- [THE EXERCISE]: Please pick out every line in the listing below that contains the word "banner" and copy each one in full.

- [RECORDS FOR THE EXERCISE]:
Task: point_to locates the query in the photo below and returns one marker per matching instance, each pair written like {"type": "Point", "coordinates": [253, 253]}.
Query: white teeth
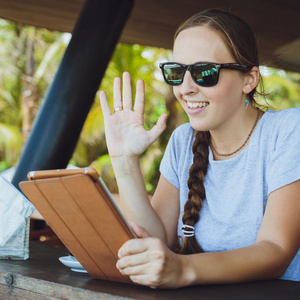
{"type": "Point", "coordinates": [196, 104]}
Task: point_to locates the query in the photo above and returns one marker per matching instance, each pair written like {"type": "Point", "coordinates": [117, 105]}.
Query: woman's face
{"type": "Point", "coordinates": [216, 106]}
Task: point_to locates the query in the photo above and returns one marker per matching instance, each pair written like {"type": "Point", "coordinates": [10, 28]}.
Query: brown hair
{"type": "Point", "coordinates": [240, 40]}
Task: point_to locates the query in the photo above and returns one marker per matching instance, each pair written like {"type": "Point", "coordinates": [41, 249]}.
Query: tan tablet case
{"type": "Point", "coordinates": [81, 211]}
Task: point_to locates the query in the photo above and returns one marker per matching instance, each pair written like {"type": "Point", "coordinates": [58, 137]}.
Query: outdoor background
{"type": "Point", "coordinates": [29, 58]}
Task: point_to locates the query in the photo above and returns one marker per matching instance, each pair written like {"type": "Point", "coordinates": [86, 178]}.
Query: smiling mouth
{"type": "Point", "coordinates": [196, 104]}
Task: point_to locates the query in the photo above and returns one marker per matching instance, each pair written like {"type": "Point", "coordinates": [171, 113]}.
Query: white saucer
{"type": "Point", "coordinates": [73, 263]}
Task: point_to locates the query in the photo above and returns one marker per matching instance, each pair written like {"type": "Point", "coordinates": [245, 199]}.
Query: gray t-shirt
{"type": "Point", "coordinates": [237, 189]}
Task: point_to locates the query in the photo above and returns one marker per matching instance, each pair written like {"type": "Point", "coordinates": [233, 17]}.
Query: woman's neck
{"type": "Point", "coordinates": [233, 137]}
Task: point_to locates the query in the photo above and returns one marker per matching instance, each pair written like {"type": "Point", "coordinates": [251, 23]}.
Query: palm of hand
{"type": "Point", "coordinates": [125, 132]}
{"type": "Point", "coordinates": [126, 135]}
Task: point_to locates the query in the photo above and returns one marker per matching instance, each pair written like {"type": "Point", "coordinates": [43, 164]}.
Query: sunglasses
{"type": "Point", "coordinates": [203, 73]}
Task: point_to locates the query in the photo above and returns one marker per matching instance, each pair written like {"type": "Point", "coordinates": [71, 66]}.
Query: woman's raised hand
{"type": "Point", "coordinates": [124, 129]}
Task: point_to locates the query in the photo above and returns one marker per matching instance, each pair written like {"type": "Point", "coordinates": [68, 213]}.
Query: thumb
{"type": "Point", "coordinates": [138, 230]}
{"type": "Point", "coordinates": [158, 128]}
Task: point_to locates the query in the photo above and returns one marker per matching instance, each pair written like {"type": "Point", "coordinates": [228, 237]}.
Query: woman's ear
{"type": "Point", "coordinates": [251, 80]}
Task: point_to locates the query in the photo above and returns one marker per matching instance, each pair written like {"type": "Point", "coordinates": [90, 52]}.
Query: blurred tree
{"type": "Point", "coordinates": [24, 55]}
{"type": "Point", "coordinates": [29, 58]}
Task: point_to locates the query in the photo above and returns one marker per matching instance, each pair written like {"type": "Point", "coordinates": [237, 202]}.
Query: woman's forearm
{"type": "Point", "coordinates": [261, 261]}
{"type": "Point", "coordinates": [134, 198]}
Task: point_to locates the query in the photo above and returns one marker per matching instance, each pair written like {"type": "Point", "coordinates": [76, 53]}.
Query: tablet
{"type": "Point", "coordinates": [79, 208]}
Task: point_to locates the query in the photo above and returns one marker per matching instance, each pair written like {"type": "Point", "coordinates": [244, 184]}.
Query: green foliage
{"type": "Point", "coordinates": [283, 90]}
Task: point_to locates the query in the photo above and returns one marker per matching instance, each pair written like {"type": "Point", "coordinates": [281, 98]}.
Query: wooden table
{"type": "Point", "coordinates": [42, 276]}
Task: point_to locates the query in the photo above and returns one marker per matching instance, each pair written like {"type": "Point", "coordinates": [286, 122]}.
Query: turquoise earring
{"type": "Point", "coordinates": [247, 103]}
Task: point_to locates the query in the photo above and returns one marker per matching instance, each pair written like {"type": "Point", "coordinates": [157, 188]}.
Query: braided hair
{"type": "Point", "coordinates": [240, 40]}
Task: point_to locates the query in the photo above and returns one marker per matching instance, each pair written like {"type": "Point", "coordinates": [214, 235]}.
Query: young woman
{"type": "Point", "coordinates": [229, 191]}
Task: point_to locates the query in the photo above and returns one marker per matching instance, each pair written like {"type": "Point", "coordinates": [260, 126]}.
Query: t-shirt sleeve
{"type": "Point", "coordinates": [283, 166]}
{"type": "Point", "coordinates": [169, 164]}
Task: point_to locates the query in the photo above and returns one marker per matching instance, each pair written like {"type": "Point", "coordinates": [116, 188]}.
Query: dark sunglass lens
{"type": "Point", "coordinates": [173, 73]}
{"type": "Point", "coordinates": [206, 75]}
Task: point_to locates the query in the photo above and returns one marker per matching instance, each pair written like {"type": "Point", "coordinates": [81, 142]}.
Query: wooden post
{"type": "Point", "coordinates": [69, 98]}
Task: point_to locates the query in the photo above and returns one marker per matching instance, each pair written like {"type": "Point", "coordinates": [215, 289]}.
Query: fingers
{"type": "Point", "coordinates": [127, 93]}
{"type": "Point", "coordinates": [139, 103]}
{"type": "Point", "coordinates": [117, 93]}
{"type": "Point", "coordinates": [158, 128]}
{"type": "Point", "coordinates": [104, 104]}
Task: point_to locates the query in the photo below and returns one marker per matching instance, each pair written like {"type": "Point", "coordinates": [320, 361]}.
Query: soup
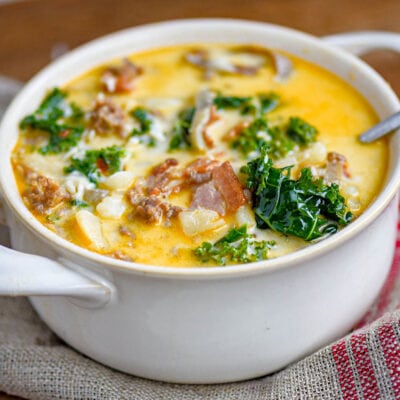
{"type": "Point", "coordinates": [199, 155]}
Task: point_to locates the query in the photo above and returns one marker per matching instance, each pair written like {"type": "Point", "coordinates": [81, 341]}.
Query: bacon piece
{"type": "Point", "coordinates": [164, 166]}
{"type": "Point", "coordinates": [120, 79]}
{"type": "Point", "coordinates": [42, 193]}
{"type": "Point", "coordinates": [236, 131]}
{"type": "Point", "coordinates": [207, 196]}
{"type": "Point", "coordinates": [165, 178]}
{"type": "Point", "coordinates": [227, 183]}
{"type": "Point", "coordinates": [107, 117]}
{"type": "Point", "coordinates": [204, 116]}
{"type": "Point", "coordinates": [199, 171]}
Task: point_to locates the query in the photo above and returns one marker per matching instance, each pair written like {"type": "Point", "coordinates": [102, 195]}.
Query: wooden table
{"type": "Point", "coordinates": [31, 31]}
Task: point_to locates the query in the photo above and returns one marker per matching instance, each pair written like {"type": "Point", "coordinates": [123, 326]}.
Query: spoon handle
{"type": "Point", "coordinates": [381, 129]}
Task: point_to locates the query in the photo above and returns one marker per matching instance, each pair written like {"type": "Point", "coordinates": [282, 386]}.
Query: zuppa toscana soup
{"type": "Point", "coordinates": [199, 155]}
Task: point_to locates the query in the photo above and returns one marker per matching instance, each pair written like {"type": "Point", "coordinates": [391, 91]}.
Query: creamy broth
{"type": "Point", "coordinates": [110, 210]}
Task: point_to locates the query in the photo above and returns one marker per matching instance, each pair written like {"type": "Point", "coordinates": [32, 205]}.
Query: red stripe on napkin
{"type": "Point", "coordinates": [364, 366]}
{"type": "Point", "coordinates": [346, 378]}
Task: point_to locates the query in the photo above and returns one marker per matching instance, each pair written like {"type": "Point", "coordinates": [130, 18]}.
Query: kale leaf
{"type": "Point", "coordinates": [180, 132]}
{"type": "Point", "coordinates": [252, 138]}
{"type": "Point", "coordinates": [236, 246]}
{"type": "Point", "coordinates": [58, 118]}
{"type": "Point", "coordinates": [278, 141]}
{"type": "Point", "coordinates": [305, 208]}
{"type": "Point", "coordinates": [96, 163]}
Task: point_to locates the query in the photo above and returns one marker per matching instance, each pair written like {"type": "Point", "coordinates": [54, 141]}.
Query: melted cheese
{"type": "Point", "coordinates": [168, 84]}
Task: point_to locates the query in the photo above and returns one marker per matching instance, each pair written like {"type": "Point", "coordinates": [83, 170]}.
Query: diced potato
{"type": "Point", "coordinates": [314, 154]}
{"type": "Point", "coordinates": [120, 180]}
{"type": "Point", "coordinates": [111, 207]}
{"type": "Point", "coordinates": [90, 227]}
{"type": "Point", "coordinates": [197, 221]}
{"type": "Point", "coordinates": [244, 216]}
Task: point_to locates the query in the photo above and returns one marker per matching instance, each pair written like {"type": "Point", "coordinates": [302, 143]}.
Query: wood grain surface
{"type": "Point", "coordinates": [31, 32]}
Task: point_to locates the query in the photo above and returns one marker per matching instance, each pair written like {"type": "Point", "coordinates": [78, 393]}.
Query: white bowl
{"type": "Point", "coordinates": [200, 325]}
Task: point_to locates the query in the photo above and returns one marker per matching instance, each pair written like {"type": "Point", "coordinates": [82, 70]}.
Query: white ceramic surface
{"type": "Point", "coordinates": [202, 325]}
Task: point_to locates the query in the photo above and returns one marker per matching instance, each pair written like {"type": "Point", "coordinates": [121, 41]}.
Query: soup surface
{"type": "Point", "coordinates": [199, 155]}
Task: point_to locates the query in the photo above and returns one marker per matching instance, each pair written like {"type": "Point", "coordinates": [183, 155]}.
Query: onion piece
{"type": "Point", "coordinates": [202, 115]}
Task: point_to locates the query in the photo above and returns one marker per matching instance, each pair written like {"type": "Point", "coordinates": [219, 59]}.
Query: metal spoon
{"type": "Point", "coordinates": [381, 129]}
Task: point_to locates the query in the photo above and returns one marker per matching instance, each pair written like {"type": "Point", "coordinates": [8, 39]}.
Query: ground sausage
{"type": "Point", "coordinates": [107, 117]}
{"type": "Point", "coordinates": [227, 183]}
{"type": "Point", "coordinates": [120, 79]}
{"type": "Point", "coordinates": [43, 193]}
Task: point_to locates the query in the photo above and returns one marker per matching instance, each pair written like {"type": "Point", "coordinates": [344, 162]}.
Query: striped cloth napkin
{"type": "Point", "coordinates": [35, 364]}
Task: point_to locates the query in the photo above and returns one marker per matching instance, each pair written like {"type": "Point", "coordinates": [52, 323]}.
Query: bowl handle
{"type": "Point", "coordinates": [360, 43]}
{"type": "Point", "coordinates": [23, 274]}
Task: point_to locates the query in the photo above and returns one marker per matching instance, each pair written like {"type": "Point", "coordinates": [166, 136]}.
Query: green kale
{"type": "Point", "coordinates": [59, 119]}
{"type": "Point", "coordinates": [236, 246]}
{"type": "Point", "coordinates": [252, 138]}
{"type": "Point", "coordinates": [301, 131]}
{"type": "Point", "coordinates": [231, 102]}
{"type": "Point", "coordinates": [305, 208]}
{"type": "Point", "coordinates": [180, 132]}
{"type": "Point", "coordinates": [279, 144]}
{"type": "Point", "coordinates": [96, 163]}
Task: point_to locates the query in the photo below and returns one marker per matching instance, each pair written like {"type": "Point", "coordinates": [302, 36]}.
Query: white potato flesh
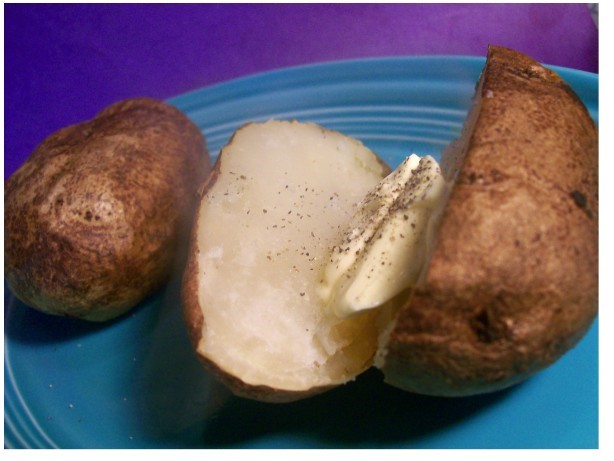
{"type": "Point", "coordinates": [284, 193]}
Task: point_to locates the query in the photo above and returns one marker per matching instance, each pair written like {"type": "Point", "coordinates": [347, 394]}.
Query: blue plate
{"type": "Point", "coordinates": [136, 383]}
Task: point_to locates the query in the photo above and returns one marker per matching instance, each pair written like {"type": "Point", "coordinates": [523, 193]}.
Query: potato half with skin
{"type": "Point", "coordinates": [94, 216]}
{"type": "Point", "coordinates": [270, 211]}
{"type": "Point", "coordinates": [512, 283]}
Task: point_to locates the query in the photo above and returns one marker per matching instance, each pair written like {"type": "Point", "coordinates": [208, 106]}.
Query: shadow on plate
{"type": "Point", "coordinates": [27, 325]}
{"type": "Point", "coordinates": [365, 413]}
{"type": "Point", "coordinates": [182, 406]}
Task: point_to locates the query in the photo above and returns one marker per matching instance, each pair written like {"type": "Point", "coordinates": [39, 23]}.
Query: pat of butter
{"type": "Point", "coordinates": [384, 250]}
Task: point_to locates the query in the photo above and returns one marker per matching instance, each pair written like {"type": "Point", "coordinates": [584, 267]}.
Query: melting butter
{"type": "Point", "coordinates": [385, 248]}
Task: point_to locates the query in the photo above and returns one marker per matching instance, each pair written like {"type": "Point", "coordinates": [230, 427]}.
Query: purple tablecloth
{"type": "Point", "coordinates": [63, 63]}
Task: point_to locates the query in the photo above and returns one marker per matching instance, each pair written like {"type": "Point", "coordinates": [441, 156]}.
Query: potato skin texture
{"type": "Point", "coordinates": [513, 282]}
{"type": "Point", "coordinates": [94, 216]}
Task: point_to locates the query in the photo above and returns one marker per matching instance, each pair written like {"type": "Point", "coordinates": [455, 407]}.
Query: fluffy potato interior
{"type": "Point", "coordinates": [282, 193]}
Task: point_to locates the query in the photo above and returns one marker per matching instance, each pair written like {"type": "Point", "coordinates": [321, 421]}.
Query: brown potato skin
{"type": "Point", "coordinates": [512, 284]}
{"type": "Point", "coordinates": [94, 216]}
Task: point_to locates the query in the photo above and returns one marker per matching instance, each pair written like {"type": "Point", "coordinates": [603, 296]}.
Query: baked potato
{"type": "Point", "coordinates": [308, 264]}
{"type": "Point", "coordinates": [94, 216]}
{"type": "Point", "coordinates": [512, 282]}
{"type": "Point", "coordinates": [272, 206]}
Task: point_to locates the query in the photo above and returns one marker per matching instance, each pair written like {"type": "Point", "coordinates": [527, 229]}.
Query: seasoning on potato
{"type": "Point", "coordinates": [94, 217]}
{"type": "Point", "coordinates": [284, 295]}
{"type": "Point", "coordinates": [513, 277]}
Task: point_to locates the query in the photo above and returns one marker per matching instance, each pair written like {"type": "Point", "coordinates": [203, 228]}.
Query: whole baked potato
{"type": "Point", "coordinates": [94, 216]}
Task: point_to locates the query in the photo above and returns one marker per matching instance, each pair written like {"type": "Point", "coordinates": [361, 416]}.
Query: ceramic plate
{"type": "Point", "coordinates": [135, 382]}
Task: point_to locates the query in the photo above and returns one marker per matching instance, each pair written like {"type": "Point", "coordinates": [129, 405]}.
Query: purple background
{"type": "Point", "coordinates": [63, 63]}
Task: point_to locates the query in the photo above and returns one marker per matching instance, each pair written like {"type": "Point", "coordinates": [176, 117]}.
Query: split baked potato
{"type": "Point", "coordinates": [509, 272]}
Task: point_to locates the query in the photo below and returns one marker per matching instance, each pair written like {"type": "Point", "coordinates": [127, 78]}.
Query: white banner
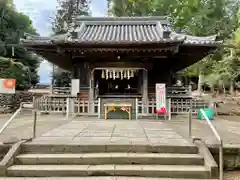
{"type": "Point", "coordinates": [75, 87]}
{"type": "Point", "coordinates": [7, 86]}
{"type": "Point", "coordinates": [160, 96]}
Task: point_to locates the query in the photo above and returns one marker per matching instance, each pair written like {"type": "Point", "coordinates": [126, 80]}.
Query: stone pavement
{"type": "Point", "coordinates": [113, 131]}
{"type": "Point", "coordinates": [228, 128]}
{"type": "Point", "coordinates": [22, 126]}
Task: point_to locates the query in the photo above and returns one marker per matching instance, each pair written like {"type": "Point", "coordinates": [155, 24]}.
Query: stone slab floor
{"type": "Point", "coordinates": [86, 131]}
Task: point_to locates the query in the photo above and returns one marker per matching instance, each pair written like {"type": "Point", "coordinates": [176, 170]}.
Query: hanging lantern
{"type": "Point", "coordinates": [107, 74]}
{"type": "Point", "coordinates": [103, 74]}
{"type": "Point", "coordinates": [114, 74]}
{"type": "Point", "coordinates": [128, 74]}
{"type": "Point", "coordinates": [117, 74]}
{"type": "Point", "coordinates": [111, 75]}
{"type": "Point", "coordinates": [125, 74]}
{"type": "Point", "coordinates": [131, 73]}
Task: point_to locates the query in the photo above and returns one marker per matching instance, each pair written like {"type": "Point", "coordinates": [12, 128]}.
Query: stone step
{"type": "Point", "coordinates": [168, 171]}
{"type": "Point", "coordinates": [37, 147]}
{"type": "Point", "coordinates": [111, 158]}
{"type": "Point", "coordinates": [94, 178]}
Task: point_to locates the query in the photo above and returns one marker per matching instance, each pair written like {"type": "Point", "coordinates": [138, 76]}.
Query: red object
{"type": "Point", "coordinates": [162, 110]}
{"type": "Point", "coordinates": [9, 83]}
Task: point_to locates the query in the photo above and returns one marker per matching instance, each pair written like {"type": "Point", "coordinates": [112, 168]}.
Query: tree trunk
{"type": "Point", "coordinates": [200, 79]}
{"type": "Point", "coordinates": [232, 87]}
{"type": "Point", "coordinates": [224, 89]}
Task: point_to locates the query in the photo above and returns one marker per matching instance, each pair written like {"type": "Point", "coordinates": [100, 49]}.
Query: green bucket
{"type": "Point", "coordinates": [209, 113]}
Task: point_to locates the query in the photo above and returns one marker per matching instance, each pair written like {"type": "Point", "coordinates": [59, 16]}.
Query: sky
{"type": "Point", "coordinates": [41, 13]}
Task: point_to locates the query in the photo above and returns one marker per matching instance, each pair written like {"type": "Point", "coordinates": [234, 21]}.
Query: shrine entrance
{"type": "Point", "coordinates": [118, 90]}
{"type": "Point", "coordinates": [125, 82]}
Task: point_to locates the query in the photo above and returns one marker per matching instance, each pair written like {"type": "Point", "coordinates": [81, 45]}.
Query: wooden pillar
{"type": "Point", "coordinates": [140, 82]}
{"type": "Point", "coordinates": [145, 91]}
{"type": "Point", "coordinates": [91, 92]}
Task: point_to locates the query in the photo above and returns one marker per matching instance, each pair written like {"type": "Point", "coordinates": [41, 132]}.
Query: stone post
{"type": "Point", "coordinates": [145, 92]}
{"type": "Point", "coordinates": [91, 92]}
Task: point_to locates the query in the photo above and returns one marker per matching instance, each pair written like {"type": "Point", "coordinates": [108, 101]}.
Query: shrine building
{"type": "Point", "coordinates": [121, 58]}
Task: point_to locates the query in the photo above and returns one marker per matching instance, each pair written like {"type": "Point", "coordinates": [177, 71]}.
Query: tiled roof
{"type": "Point", "coordinates": [128, 30]}
{"type": "Point", "coordinates": [120, 33]}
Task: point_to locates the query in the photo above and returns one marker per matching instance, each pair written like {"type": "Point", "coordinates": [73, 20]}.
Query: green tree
{"type": "Point", "coordinates": [15, 61]}
{"type": "Point", "coordinates": [194, 17]}
{"type": "Point", "coordinates": [67, 11]}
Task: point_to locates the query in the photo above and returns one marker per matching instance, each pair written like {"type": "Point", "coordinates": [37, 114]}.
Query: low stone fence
{"type": "Point", "coordinates": [231, 156]}
{"type": "Point", "coordinates": [11, 102]}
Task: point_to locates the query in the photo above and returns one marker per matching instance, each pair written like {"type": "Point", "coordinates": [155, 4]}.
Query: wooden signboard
{"type": "Point", "coordinates": [161, 98]}
{"type": "Point", "coordinates": [7, 86]}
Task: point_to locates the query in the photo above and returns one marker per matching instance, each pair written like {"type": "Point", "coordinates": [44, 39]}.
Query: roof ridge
{"type": "Point", "coordinates": [136, 18]}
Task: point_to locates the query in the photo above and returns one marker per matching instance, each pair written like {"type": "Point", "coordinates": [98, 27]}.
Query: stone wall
{"type": "Point", "coordinates": [231, 156]}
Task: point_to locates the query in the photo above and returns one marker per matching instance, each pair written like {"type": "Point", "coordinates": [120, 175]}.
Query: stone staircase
{"type": "Point", "coordinates": [46, 160]}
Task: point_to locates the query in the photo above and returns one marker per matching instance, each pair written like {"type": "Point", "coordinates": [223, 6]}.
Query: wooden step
{"type": "Point", "coordinates": [111, 158]}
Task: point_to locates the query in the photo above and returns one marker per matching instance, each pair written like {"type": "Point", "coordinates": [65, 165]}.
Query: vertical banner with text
{"type": "Point", "coordinates": [7, 86]}
{"type": "Point", "coordinates": [161, 98]}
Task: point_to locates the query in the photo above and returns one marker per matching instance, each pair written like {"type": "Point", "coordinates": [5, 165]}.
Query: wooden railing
{"type": "Point", "coordinates": [50, 104]}
{"type": "Point", "coordinates": [178, 106]}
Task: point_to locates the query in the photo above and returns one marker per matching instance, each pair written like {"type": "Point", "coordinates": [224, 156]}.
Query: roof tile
{"type": "Point", "coordinates": [120, 33]}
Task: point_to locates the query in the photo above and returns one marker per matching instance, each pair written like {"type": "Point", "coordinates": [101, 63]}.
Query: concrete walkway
{"type": "Point", "coordinates": [228, 128]}
{"type": "Point", "coordinates": [85, 131]}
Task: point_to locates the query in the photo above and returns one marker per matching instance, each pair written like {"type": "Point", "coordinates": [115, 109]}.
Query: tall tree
{"type": "Point", "coordinates": [194, 17]}
{"type": "Point", "coordinates": [67, 11]}
{"type": "Point", "coordinates": [13, 25]}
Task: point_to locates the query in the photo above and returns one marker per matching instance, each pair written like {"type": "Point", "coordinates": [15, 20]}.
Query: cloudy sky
{"type": "Point", "coordinates": [41, 12]}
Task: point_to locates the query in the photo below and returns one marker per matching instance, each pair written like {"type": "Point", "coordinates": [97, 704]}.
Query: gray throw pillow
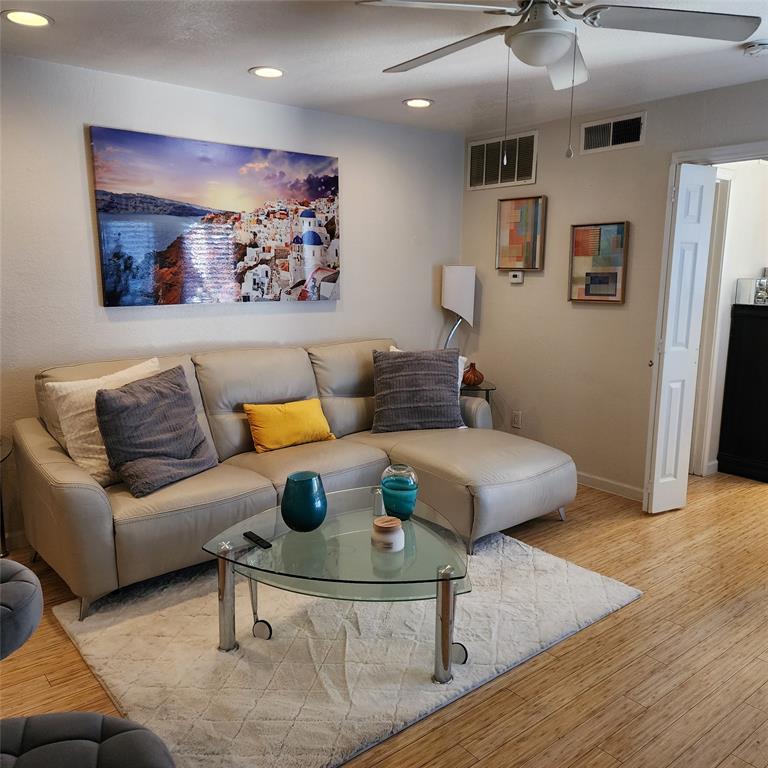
{"type": "Point", "coordinates": [151, 432]}
{"type": "Point", "coordinates": [416, 390]}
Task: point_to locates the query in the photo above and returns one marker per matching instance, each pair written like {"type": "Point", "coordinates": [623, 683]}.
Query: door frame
{"type": "Point", "coordinates": [705, 386]}
{"type": "Point", "coordinates": [707, 156]}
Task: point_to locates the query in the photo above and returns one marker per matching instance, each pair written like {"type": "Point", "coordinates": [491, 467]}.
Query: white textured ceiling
{"type": "Point", "coordinates": [333, 54]}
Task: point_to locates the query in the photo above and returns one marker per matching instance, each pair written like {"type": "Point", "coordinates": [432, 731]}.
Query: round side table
{"type": "Point", "coordinates": [6, 447]}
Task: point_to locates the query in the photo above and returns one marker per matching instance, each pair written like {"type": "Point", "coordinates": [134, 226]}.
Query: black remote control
{"type": "Point", "coordinates": [257, 540]}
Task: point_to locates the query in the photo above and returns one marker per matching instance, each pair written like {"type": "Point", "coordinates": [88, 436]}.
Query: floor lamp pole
{"type": "Point", "coordinates": [452, 332]}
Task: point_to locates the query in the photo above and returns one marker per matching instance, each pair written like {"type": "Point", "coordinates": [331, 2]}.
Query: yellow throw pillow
{"type": "Point", "coordinates": [283, 424]}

- [SOLUTION FOR THIS TASK]:
Query: white banner
Query: vertical banner with text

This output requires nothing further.